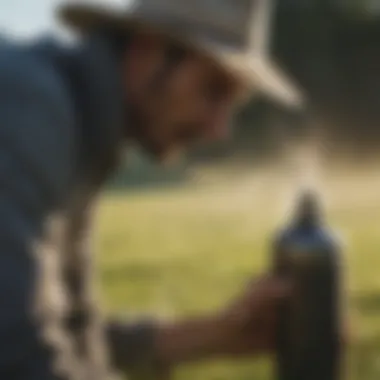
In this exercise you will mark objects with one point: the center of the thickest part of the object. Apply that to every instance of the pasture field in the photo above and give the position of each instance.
(189, 250)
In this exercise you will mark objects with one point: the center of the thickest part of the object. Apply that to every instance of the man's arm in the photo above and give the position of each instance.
(245, 327)
(33, 169)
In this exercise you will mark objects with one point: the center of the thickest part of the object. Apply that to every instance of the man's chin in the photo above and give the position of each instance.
(166, 156)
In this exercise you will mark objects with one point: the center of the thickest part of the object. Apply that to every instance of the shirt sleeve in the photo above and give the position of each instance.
(32, 128)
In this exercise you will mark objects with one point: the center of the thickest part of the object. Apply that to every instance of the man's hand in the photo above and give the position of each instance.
(251, 321)
(246, 327)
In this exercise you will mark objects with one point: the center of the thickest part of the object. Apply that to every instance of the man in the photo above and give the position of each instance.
(161, 73)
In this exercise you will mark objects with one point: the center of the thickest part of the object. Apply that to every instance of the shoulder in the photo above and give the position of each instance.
(29, 78)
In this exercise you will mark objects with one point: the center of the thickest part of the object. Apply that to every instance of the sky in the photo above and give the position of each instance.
(25, 18)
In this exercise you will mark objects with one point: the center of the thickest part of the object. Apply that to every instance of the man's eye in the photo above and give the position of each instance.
(215, 91)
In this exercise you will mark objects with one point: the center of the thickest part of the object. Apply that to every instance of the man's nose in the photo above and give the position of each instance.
(218, 124)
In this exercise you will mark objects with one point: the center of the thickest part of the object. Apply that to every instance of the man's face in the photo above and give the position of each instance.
(177, 103)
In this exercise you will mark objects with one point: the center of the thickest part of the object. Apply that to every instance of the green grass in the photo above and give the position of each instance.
(181, 252)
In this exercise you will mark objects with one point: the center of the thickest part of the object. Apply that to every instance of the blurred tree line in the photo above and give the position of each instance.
(331, 48)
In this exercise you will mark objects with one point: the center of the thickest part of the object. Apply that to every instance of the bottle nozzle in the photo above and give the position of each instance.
(308, 209)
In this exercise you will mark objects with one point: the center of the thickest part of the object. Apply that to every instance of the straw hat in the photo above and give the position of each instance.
(234, 33)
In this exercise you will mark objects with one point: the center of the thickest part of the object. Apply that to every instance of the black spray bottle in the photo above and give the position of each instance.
(308, 346)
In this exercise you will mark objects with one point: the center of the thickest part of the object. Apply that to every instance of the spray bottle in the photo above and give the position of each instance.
(307, 253)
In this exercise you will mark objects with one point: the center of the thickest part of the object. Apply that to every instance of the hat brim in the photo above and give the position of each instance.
(257, 73)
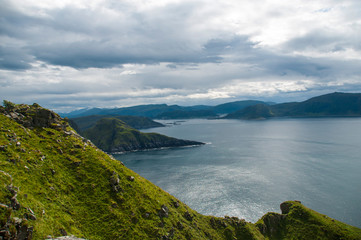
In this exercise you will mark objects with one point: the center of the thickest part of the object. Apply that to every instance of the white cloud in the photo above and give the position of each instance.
(109, 53)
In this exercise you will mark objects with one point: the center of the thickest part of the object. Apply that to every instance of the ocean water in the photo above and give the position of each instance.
(247, 168)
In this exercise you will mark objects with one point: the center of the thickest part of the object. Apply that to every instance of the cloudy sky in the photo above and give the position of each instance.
(71, 54)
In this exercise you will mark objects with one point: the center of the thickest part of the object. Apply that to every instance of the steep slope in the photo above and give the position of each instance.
(300, 222)
(137, 122)
(53, 182)
(113, 135)
(329, 105)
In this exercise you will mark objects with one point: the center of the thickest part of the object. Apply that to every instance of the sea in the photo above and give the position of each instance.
(248, 168)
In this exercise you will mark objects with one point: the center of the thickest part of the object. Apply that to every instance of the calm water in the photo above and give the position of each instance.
(249, 167)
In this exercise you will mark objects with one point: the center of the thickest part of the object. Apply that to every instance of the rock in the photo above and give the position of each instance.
(180, 225)
(188, 216)
(271, 223)
(25, 233)
(114, 179)
(63, 232)
(285, 207)
(175, 203)
(30, 216)
(3, 148)
(14, 203)
(164, 211)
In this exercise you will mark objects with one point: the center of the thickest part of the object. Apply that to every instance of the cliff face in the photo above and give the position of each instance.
(113, 135)
(54, 183)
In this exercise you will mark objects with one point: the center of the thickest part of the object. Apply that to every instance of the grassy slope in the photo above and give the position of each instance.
(304, 223)
(67, 183)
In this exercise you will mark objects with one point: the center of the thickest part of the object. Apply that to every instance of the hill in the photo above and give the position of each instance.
(137, 122)
(329, 105)
(164, 111)
(56, 183)
(113, 135)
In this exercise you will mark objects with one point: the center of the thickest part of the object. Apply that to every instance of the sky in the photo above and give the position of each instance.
(71, 54)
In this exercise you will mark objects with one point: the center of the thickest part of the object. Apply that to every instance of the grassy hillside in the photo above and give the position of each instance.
(137, 122)
(54, 182)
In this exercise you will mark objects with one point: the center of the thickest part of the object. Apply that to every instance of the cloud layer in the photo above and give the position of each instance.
(70, 54)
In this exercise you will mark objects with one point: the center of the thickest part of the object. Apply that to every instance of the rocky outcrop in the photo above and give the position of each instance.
(31, 116)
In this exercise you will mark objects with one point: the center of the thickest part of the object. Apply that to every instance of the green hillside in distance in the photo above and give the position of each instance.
(164, 111)
(329, 105)
(137, 122)
(53, 183)
(113, 135)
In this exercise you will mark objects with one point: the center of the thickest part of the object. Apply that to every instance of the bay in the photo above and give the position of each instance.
(247, 168)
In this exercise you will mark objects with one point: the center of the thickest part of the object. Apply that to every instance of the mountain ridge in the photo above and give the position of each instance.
(329, 105)
(164, 111)
(56, 183)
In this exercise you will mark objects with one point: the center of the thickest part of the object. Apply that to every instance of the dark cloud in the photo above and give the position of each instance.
(141, 52)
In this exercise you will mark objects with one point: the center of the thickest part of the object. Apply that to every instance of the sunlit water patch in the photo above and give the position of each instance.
(250, 167)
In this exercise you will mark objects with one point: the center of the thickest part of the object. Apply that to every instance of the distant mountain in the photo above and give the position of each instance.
(113, 135)
(56, 184)
(184, 114)
(329, 105)
(151, 111)
(164, 111)
(234, 106)
(82, 123)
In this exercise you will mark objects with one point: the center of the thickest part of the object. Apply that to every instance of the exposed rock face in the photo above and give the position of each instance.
(34, 116)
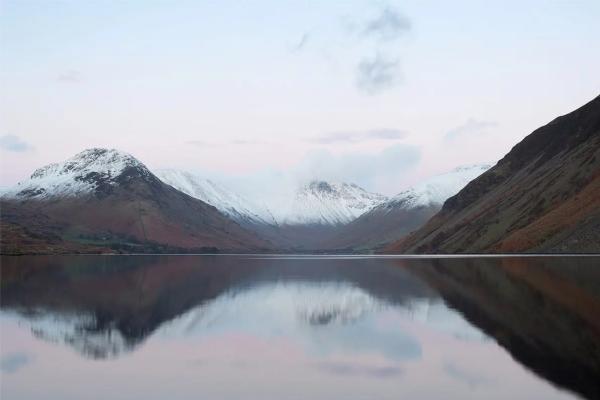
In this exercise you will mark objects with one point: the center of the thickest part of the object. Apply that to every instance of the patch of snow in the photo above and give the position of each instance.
(217, 195)
(436, 190)
(75, 176)
(326, 203)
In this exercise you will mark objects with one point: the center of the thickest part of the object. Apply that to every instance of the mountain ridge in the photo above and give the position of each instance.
(543, 196)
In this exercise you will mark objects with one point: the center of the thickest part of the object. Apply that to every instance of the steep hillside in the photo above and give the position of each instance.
(543, 196)
(326, 203)
(107, 200)
(217, 195)
(405, 212)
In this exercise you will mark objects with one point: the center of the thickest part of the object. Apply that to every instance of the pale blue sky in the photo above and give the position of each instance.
(302, 88)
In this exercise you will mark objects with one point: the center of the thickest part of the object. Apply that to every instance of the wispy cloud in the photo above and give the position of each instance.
(471, 378)
(350, 369)
(472, 127)
(234, 142)
(71, 76)
(11, 363)
(301, 44)
(359, 136)
(387, 26)
(14, 143)
(377, 74)
(199, 143)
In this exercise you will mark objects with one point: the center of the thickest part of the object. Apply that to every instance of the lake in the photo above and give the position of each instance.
(299, 327)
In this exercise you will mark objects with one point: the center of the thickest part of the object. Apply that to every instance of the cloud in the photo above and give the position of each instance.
(472, 379)
(383, 171)
(14, 143)
(301, 44)
(239, 142)
(199, 143)
(350, 369)
(377, 74)
(470, 128)
(387, 26)
(246, 142)
(71, 76)
(13, 362)
(359, 136)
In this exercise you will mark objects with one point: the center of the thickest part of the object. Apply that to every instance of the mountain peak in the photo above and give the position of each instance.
(85, 172)
(435, 190)
(328, 203)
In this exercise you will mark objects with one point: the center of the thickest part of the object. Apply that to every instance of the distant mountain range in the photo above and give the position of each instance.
(542, 196)
(106, 198)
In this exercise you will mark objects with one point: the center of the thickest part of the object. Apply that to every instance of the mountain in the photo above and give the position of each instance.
(106, 200)
(326, 203)
(217, 195)
(543, 196)
(404, 212)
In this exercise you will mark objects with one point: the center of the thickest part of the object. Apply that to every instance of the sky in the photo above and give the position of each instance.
(256, 93)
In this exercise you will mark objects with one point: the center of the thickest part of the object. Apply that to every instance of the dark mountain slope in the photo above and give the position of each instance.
(543, 196)
(103, 199)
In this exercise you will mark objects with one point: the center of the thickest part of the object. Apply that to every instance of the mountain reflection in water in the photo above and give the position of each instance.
(280, 327)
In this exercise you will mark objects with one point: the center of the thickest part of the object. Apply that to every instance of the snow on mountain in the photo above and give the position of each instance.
(81, 174)
(225, 200)
(324, 203)
(434, 191)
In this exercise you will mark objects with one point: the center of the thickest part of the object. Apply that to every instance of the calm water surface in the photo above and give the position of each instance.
(243, 327)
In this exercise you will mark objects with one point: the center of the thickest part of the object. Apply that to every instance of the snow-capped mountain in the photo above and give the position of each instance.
(86, 172)
(102, 200)
(217, 195)
(404, 212)
(324, 203)
(435, 190)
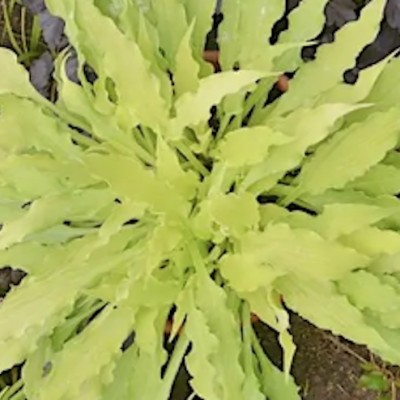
------------------------------------------------
§ **What the exercise asks**:
Please give a word-for-word transcript of the lines from the one holding "the mountain reflection" through the final line of the entries, both ends kept, with no pictures.

§ **Output of the exercise**:
In this exercise you will mark objects with one point: the center of the thickest part of the object. Apply that to every instance of the mountain reflection in water in the photo above and give the position of each instance.
(280, 327)
In this exercise you will mark objects with one point: the center of the thickest part of the object. Apply that to every instance of the snow on mountain in the photo above and give the position of each instance.
(81, 174)
(225, 200)
(324, 203)
(434, 191)
In this exercise you will mark objects with one point: the center of the thickest part of the object. Apply that to every instance of the calm water surface in the photo above and give the position of each instance.
(243, 327)
In this exercise you will mark objects with one point: the center of the thickest part of the object. Apply that to every instance of the snow-capped mountain in the photo above and give the position of each instance.
(86, 172)
(102, 200)
(217, 195)
(404, 212)
(324, 203)
(435, 190)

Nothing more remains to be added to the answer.